Dataset excerpts ->
+---+

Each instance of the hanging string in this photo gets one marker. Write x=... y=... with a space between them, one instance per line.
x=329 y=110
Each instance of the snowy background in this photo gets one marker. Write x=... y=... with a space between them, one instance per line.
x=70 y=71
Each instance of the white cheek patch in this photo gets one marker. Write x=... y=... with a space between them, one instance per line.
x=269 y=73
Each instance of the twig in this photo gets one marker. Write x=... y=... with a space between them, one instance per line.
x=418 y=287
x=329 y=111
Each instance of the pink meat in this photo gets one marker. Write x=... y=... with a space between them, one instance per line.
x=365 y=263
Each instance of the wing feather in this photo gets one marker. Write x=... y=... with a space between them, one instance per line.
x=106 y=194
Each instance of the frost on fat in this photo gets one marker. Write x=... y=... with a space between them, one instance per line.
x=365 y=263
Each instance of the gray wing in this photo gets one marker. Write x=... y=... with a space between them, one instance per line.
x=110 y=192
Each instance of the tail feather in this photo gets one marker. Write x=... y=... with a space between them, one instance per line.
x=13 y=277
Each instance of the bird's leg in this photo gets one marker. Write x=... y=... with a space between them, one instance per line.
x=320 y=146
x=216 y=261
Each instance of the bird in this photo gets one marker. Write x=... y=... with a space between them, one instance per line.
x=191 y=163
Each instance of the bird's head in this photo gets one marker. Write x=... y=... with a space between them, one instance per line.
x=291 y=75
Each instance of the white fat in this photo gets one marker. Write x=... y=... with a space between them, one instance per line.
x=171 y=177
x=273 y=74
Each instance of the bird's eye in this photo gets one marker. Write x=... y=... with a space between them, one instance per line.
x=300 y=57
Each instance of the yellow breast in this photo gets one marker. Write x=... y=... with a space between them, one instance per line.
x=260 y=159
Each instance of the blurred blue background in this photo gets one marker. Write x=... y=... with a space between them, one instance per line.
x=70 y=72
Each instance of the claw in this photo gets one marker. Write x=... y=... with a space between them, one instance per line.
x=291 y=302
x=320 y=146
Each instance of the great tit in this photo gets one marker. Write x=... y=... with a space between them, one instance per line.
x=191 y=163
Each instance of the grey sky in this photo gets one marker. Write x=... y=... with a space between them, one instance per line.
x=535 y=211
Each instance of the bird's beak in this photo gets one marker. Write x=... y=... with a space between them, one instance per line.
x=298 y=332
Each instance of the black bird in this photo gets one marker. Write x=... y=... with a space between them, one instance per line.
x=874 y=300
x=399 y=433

+---+

Your objective ->
Convert the material, starting at its beginning and going on through the line with "x=329 y=111", into a two-column CSV headed instruction and markers. Each row should pair one text with its answer, with both fields quoted and line breaks turned into spaces.

Result for this exercise ->
instruction,markers
"Each instance of the hanging string in this photo gets one marker. Write x=... y=... with a space between them, one instance per line.","x=329 y=110"
"Each instance of the snowy background in this photo gets one marker. Write x=... y=... with a space between them, one instance per line.","x=70 y=71"
"Each instance of the white cheek patch in this photo gets one marker. Write x=... y=... with a space between them, one instance per line.","x=269 y=73"
"Each instance of the twig in this photo gets one marker. Write x=... y=... with a space between them, one instance per line.","x=418 y=287 x=329 y=111"